### WHAT THE TASK REQUIRES
Please return each line of the listing below exactly as written.

### DATA FOR THE TASK

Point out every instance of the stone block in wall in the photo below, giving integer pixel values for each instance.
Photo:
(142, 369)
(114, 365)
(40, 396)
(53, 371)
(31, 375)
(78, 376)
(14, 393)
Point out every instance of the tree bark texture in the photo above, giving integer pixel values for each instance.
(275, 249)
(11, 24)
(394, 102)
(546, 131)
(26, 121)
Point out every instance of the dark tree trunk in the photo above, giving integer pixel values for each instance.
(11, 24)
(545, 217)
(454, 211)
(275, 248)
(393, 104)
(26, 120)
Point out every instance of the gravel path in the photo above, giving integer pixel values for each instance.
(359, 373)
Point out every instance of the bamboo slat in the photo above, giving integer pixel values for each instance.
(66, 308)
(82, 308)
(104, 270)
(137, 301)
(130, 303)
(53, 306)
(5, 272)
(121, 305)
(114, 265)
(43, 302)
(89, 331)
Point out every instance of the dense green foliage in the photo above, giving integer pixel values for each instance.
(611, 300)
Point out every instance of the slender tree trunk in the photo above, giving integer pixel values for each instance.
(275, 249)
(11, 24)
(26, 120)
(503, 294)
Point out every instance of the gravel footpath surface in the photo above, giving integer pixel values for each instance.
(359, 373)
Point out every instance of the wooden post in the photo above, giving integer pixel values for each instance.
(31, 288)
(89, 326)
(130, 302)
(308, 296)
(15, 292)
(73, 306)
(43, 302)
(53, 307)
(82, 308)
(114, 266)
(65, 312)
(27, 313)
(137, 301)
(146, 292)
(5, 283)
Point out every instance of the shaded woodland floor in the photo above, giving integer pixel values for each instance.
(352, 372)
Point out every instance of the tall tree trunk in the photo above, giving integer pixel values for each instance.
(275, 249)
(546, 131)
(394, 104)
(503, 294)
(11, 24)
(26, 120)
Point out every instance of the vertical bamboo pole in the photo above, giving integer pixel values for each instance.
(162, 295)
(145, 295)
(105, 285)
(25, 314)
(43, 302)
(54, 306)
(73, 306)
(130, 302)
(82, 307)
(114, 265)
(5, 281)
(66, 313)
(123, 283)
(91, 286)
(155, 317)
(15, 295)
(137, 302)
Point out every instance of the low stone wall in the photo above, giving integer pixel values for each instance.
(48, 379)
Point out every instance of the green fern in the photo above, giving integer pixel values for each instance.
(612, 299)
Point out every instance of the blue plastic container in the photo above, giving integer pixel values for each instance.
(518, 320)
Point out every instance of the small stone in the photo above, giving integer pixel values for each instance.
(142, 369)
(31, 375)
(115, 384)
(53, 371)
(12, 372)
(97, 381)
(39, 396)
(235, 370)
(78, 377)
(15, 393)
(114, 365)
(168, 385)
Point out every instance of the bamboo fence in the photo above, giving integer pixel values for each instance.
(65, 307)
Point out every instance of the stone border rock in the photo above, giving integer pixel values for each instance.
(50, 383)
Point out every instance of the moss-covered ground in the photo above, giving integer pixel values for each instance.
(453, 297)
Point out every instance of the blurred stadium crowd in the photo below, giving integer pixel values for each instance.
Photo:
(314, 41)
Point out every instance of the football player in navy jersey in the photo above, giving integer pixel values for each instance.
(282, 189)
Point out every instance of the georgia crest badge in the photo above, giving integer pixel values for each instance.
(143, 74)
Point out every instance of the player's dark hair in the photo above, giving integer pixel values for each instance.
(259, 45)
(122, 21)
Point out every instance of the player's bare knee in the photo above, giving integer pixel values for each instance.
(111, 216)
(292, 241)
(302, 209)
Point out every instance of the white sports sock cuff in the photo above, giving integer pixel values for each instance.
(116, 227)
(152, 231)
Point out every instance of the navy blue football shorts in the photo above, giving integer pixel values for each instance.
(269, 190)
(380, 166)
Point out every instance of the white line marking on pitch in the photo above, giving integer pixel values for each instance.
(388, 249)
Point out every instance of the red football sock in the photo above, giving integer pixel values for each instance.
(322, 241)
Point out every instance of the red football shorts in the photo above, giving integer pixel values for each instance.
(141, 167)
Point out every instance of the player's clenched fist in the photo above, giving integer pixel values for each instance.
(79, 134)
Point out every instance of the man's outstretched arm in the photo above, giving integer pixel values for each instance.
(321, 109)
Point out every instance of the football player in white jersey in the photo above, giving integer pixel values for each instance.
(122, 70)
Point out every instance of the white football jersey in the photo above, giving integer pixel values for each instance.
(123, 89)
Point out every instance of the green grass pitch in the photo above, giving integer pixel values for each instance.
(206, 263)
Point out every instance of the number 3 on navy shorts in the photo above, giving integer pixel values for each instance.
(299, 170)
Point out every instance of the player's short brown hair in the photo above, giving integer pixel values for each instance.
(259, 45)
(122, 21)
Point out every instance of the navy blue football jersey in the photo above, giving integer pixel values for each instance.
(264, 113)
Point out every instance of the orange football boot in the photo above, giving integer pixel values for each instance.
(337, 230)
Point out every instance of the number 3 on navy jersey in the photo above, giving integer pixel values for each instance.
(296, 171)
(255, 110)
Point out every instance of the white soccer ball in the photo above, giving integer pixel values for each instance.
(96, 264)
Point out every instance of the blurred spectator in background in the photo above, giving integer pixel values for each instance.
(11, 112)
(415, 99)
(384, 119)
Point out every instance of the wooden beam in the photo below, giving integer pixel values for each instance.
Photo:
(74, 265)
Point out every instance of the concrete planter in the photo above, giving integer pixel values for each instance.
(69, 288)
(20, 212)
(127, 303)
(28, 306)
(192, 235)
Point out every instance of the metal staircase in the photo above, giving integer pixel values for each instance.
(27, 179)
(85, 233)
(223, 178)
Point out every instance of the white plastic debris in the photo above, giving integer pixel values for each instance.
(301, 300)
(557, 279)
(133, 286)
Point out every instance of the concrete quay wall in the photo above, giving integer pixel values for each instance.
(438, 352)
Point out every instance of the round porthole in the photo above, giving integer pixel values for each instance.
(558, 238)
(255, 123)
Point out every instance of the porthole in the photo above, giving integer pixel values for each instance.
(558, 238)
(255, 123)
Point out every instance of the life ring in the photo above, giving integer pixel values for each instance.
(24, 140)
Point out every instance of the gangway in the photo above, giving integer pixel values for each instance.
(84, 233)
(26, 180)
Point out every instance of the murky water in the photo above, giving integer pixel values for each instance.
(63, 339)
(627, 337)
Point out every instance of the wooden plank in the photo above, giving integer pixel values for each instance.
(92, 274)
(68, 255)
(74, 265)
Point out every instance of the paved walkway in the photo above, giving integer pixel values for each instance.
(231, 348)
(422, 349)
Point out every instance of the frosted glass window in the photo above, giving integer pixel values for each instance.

### ANSWER BOX
Point out every instance of the stone block in wall in the photo below, giving integer pixel values for each instance.
Photo:
(142, 369)
(114, 365)
(40, 396)
(53, 371)
(31, 375)
(78, 376)
(14, 393)
Point out every instance of the tree bark texture in the photo above, giving integer pixel values for each instance.
(275, 249)
(11, 24)
(394, 102)
(546, 131)
(26, 121)
Point out every instance of the dark tree trunk in the photo above, giving integer pixel values for each instance.
(11, 24)
(545, 217)
(454, 211)
(275, 248)
(393, 104)
(26, 120)
Point out every instance of the gravel path in the photo above, giving integer pixel values for each instance.
(359, 373)
Point out every instance of the bamboo slat in the photo above, giving integer pixel values for each instance.
(66, 308)
(82, 308)
(104, 270)
(137, 301)
(130, 303)
(53, 306)
(5, 272)
(121, 305)
(114, 265)
(43, 302)
(89, 331)
Point out every instance of the dense green foliage in the photo above, giving integer pixel values for each instance.
(611, 300)
Point out every instance of the slender tree trunk in the photo above, giving integer pixel values for each instance.
(275, 249)
(11, 24)
(26, 120)
(503, 294)
Point out every instance of the gravel footpath surface in the photo above, giving integer pixel values for each instance.
(359, 373)
Point out every instance of the wooden post in the photo above, giving integer pixel values for each instance.
(31, 288)
(89, 326)
(130, 302)
(308, 296)
(15, 292)
(73, 306)
(43, 302)
(53, 307)
(82, 308)
(114, 266)
(65, 312)
(27, 313)
(137, 301)
(146, 292)
(5, 283)
Point out every instance of the shaded woodland floor in the photo above, giving integer pixel values for each instance.
(352, 372)
Point out every instance of the tall tree trunk in the photo above, giving integer pixel values for each instance.
(275, 249)
(546, 131)
(394, 104)
(503, 294)
(11, 24)
(26, 120)
Point out every instance of the vertical bamboo pole in the photo above, giving integer pixel values for each instance.
(162, 295)
(145, 295)
(105, 285)
(25, 314)
(43, 302)
(54, 306)
(73, 306)
(130, 302)
(82, 307)
(114, 265)
(5, 281)
(66, 313)
(123, 283)
(91, 286)
(155, 317)
(15, 295)
(137, 302)
Point out every instance of the low stone wall in the photo above, giving integer pixel values for each instance.
(48, 379)
Point out every instance of the green fern in the photo above, giving integer pixel values for each instance.
(612, 299)
Point out every instance of the blue plastic container in the photo above, giving integer pixel values for each instance.
(518, 320)
Point out every instance of the small stone in the photo above, giving integer pixel values for each instance.
(142, 369)
(31, 375)
(115, 384)
(53, 371)
(12, 372)
(97, 381)
(39, 396)
(235, 370)
(78, 377)
(15, 393)
(114, 365)
(168, 385)
Point out every instance of the bamboo fence in the photo above, giving integer pixel values for each instance.
(65, 307)
Point out every instance of the stone border rock in the photo above, giving integer pixel values for each instance.
(50, 383)
Point out every instance of the moss-covered ground in the photo above, giving integer pixel values for each instance.
(453, 297)
Point out every instance of the blurred stadium crowd in the photo below, giving integer pixel values for each instance.
Photo:
(314, 41)
Point out every instance of the football player in navy jersey in the photo above, giving integer pixel values for each instance.
(282, 189)
Point out every instance of the georgia crest badge in the photo above, giving integer pixel values for each instance.
(143, 74)
Point out every instance of the player's dark hair in the photo above, giving integer pixel values for each instance.
(259, 45)
(122, 21)
Point out every instance of the player's bare knee in the photo above, giving integer pixel values for each instance.
(111, 216)
(292, 241)
(302, 209)
Point out every instance of the white sports sock cuff in the photo above, giving integer pixel values for each instance.
(116, 227)
(152, 231)
Point out every instance of the navy blue football shorts in the photo above, giving integer pixel values for each instance.
(269, 190)
(380, 166)
Point out every instance of the white line marking on pitch in the photo above, giving integer pixel values for each instance.
(388, 249)
Point out every instance of the red football sock in the photo above, giving integer pixel values for each instance.
(322, 241)
Point out every instance of the red football shorts in the photo above, giving integer pixel values for each instance.
(141, 167)
Point out every instance of the player's clenched fist in the photo above, giving integer pixel values for each instance.
(79, 134)
Point out every instance of the man's outstretched arm in the photo above, giving integer pixel values for each instance.
(321, 109)
Point out every instance of the football player in white jersey in the photo above, giving integer pixel values for each instance.
(122, 70)
Point out every instance of the white football jersey in the photo above, giving integer pixel values for each instance.
(123, 89)
Point out every instance of the green grass pitch in the photo above, giving integer pixel values for each instance.
(206, 263)
Point out every instance of the number 3 on navy shorts in the photo above, giving integer pixel values for each instance.
(299, 170)
Point out every instance of the player's short brown hair in the photo above, giving integer pixel values for each instance.
(259, 45)
(122, 21)
Point out every instance of the navy blue football jersey in the photo above, giving integer pixel values for each instance.
(264, 113)
Point out every instance of the orange football boot in the photo above, giving integer pixel values for each instance.
(337, 230)
Point out every instance of the number 3 on navy jersey in the photo above, giving integer pixel values for each instance.
(296, 171)
(255, 110)
Point out every instance of the white soccer ball in the photo above, giving integer pixel values for each instance.
(96, 264)
Point out every instance of the blurred spectator in background in the photo above, giving integer pixel values for each instance.
(11, 112)
(415, 99)
(384, 119)
Point out every instance of the wooden beam in the photo below, giving integer pixel values for each instance.
Photo:
(74, 265)
Point out every instance of the concrete planter in the photo above, giving integer pixel values for each instance.
(69, 288)
(20, 212)
(127, 303)
(28, 306)
(192, 235)
Point out every instance of the metal staircase in the photo above, giving integer pixel values for each instance.
(27, 179)
(85, 233)
(223, 178)
Point out every instance of the white plastic debris in the photo above, giving integer pixel values for each instance.
(301, 300)
(557, 279)
(133, 286)
Point out every instance of the concrete quay wall in the photo above, giving integer pixel values for each instance.
(438, 352)
Point out every instance of the round porthole in the photo above, giving integer pixel values for each instance.
(558, 238)
(255, 123)
Point out every instance of the porthole in the photo above, giving integer pixel values for each instance.
(558, 238)
(255, 123)
Point out every instance of the life ring in the photo above, giving integer pixel values for each instance.
(24, 140)
Point out every instance of the gangway in the photo above, giving integer pixel values for each instance.
(84, 233)
(26, 180)
Point out every instance of the murky water in the photo above, giving integer pixel values for each instance.
(63, 339)
(627, 337)
Point out every instance of the wooden plank in the photo above, giving integer pixel values for each instance.
(92, 274)
(68, 255)
(74, 265)
Point out every instance of the paved walkway in the photo above, giving integer pixel values for each instance.
(231, 348)
(422, 349)
Point out every instance of the frosted glass window in the photo above, giving integer pixel values for each instance.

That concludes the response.